_Directions_
[1] Answer these questions using the account of the stuck flask lid below.
(a) Why did she have to be given a school lunch?
(b) What can be heard as the lid is unscrewed?
(c) What two difficulties did heating the flask cause?
[2] Write out the part of the account of the stuck flask lid below word for word, starting with "Back home with" and going on through "because it's wet.".
[3] Extend the account of the stuck flask lid below, beginning after its final sentence.

This lunch time, she had to be given a school lunch because neither she, nor any of the teachers, could get the top off.

Back home with it, and it seems that the food inside cooling has created such a strong negative pressure that as you unscrew it, it's sucking the lid back down across the thread - you can hear it banging across them.

So. Any theories on how to non-destructively get the lid off?
 
Sorry guys. I tried the heating, and it seemed to make a bit of difference. Problem is that it also makes the flask hard to handle, because it is both too hot to hold, and very slippy because it's wet.

So I'm ashamed to say I gave up. Basically, there was little point in getting it open at this point because we wouldn't trust it to not do the same again in future anyway.

_Data section_
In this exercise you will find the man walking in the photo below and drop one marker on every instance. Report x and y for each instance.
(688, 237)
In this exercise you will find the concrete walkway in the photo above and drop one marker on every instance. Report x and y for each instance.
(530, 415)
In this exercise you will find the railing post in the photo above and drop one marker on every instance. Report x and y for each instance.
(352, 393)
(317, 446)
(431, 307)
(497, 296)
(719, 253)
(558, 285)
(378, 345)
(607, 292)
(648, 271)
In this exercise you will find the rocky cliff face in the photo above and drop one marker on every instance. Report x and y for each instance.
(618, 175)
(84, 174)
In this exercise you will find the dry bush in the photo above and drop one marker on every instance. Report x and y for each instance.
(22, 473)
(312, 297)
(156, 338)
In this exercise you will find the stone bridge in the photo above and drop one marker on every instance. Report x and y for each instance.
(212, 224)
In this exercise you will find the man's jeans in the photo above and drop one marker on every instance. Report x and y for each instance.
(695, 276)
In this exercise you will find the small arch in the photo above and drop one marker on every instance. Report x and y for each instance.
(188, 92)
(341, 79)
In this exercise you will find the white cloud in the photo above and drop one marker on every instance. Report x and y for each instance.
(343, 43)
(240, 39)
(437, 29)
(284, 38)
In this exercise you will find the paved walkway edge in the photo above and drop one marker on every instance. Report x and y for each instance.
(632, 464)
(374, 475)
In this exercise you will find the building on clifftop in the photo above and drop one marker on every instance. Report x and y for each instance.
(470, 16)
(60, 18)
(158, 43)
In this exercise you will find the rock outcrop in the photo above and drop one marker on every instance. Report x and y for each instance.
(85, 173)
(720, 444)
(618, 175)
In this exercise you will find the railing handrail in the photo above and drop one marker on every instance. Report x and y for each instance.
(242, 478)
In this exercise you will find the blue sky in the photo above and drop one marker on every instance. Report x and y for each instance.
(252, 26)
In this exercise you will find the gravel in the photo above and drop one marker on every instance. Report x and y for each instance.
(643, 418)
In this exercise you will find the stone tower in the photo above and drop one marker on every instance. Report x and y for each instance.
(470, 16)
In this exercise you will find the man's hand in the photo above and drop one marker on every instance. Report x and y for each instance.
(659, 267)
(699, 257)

_Expected answers_
[1]
(a) Neither she nor any of the teachers could get the top off.
(b) The lid can be heard banging across the thread.
(c) The flask became too hot to hold and very slippy because it was wet.

[2]
Back home with it, and it seems that the food inside cooling has created such a strong negative pressure that as you unscrew it, it's sucking the lid back down across the thread - you can hear it banging across them.

So. Any theories on how to non-destructively get the lid off?
 
Sorry guys. I tried the heating, and it seemed to make a bit of difference. Problem is that it also makes the flask hard to handle, because it is both too hot to hold, and very slippy because it's wet.

[3]
It's a shame, because it had actually done a pretty good job of retaining temperature in the food so far - keeping it hot enough to eat by lunch time. But you can see in the pictures the design fault - the threads are just stamped in to the metal, and are very shallow so easily overcome.
 
Have you got anything like a vice clamp or a workmate? You could do with clamping the small plastic cap end of the flask so that it is upside down then try and muscle the main / body part of the flask.

Tried using some G-clamps on each end of it to get a better grip. But they couldn't grip well enough without bending the flask wall.
 
I don't think it's worth the price of the gas to keep a pan of water at near boiling for an hour. :D

Given that even when we've opened it, we'll only be throwing it away anyway I guess.

But I do agree with your point and I did dry it off before trying to open, but it obviously hadn't been heated enough (and that was a good twenty minutes on the hob). I was about to put it back in the pan when my wife and I agreed there was no point.
 
Um, dont' do it up so tight next time? In the meantime stick the cap in a vice and wrench the sucker off

If you read the thread you'd see that:

1) It isn't done up too tight, that isn't the cause of it not coming off.
2) Putting it in grips hasn't worked. You certainly could grip it hard enough so it wouldn't slip - but you'd destroy it in the process.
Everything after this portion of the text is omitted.